READING PASSAGE ▸
= = = = = = =

On November 10 Giovanni Capriglione, a Republican state representative from Southlake, appeared on a panel convened by the Northeast Tarrant Tea Party and took a lonely stand. The topic that evening was the 2015 legislative session, which would begin January 13. It had been less than a week since Republicans had once again swept the statewide elections, this time by unexpectedly large margins. And the conservative wing of the party had cause to celebrate: the tea party had scored more than a dozen victories in the Republican primaries and helped the GOP blitz the Democrats in the general election. Though Republicans had flipped only a few seats in the Legislature, their caucuses had undoubtedly become more conservative. When the Legislature convened, there would be more than thirty Republican freshmen, most of them ideologically further to the right than their predecessors.

Today there is only one moderate Republican in state leadership. Joe Straus was elected speaker of the House in 2009 by a bipartisan coalition of 76 House members: 65 Democrats and 11 Republicans. In 2011 and 2013 he was easily reelected, after disgruntled conservatives failed to coalesce around a candidate more to their liking. In January 2014, though, an alternative emerged. Scott Turner, a Republican from Frisco, declared his intention to challenge Straus for the speakership.

= = = = = = =

EXCERPTED DATA ▸
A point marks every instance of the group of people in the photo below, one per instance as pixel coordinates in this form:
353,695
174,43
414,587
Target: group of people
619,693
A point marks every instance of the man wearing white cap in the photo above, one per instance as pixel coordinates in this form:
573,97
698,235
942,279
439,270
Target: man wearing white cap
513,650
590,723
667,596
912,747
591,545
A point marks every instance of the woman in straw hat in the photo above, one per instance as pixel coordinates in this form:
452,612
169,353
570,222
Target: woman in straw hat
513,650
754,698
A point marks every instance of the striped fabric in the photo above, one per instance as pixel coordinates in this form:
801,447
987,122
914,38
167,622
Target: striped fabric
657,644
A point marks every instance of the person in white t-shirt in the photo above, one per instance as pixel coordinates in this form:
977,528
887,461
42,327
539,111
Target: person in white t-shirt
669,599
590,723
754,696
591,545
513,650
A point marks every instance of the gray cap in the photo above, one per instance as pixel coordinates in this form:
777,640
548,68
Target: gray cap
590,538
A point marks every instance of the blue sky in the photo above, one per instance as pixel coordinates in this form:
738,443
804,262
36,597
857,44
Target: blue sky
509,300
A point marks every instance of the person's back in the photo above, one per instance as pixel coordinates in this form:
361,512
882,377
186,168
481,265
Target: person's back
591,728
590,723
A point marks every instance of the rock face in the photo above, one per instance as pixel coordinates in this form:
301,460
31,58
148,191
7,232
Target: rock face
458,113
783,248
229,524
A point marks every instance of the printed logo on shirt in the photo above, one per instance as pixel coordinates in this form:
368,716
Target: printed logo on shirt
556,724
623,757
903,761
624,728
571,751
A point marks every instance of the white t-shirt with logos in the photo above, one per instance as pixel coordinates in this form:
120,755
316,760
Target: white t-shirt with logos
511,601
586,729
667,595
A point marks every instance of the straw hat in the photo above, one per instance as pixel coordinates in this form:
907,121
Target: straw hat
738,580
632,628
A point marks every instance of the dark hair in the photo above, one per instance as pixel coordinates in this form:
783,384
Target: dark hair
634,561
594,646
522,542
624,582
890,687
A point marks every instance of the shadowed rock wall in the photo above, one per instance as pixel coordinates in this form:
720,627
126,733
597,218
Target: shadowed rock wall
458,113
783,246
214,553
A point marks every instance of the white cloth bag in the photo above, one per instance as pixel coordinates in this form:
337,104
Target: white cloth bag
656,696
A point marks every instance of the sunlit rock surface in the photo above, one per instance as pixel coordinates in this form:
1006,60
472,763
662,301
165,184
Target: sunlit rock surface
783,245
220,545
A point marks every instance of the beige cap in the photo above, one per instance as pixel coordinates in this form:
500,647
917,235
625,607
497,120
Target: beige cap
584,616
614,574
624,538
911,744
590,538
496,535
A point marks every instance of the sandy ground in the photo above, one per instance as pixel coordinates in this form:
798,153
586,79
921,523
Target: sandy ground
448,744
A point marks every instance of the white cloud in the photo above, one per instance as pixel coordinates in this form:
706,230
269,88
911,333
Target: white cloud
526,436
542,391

= = = = = = =

WHAT IS EXPECTED ▸
Extract the article on the 2015 legislative session between "Today there is" and "for the speakership.", inclusive. The listing was taken from a separate source.

TASK RESPONSE ▸
Today there is only one moderate Republican in state leadership. Joe Straus was elected speaker of the House in 2009 by a bipartisan coalition of 76 House members: 65 Democrats and 11 Republicans. In 2011 and 2013 he was easily reelected, after disgruntled conservatives failed to coalesce around a candidate more to their liking. In January 2014, though, an alternative emerged. Scott Turner, a Republican from Frisco, declared his intention to challenge Straus for the speakership.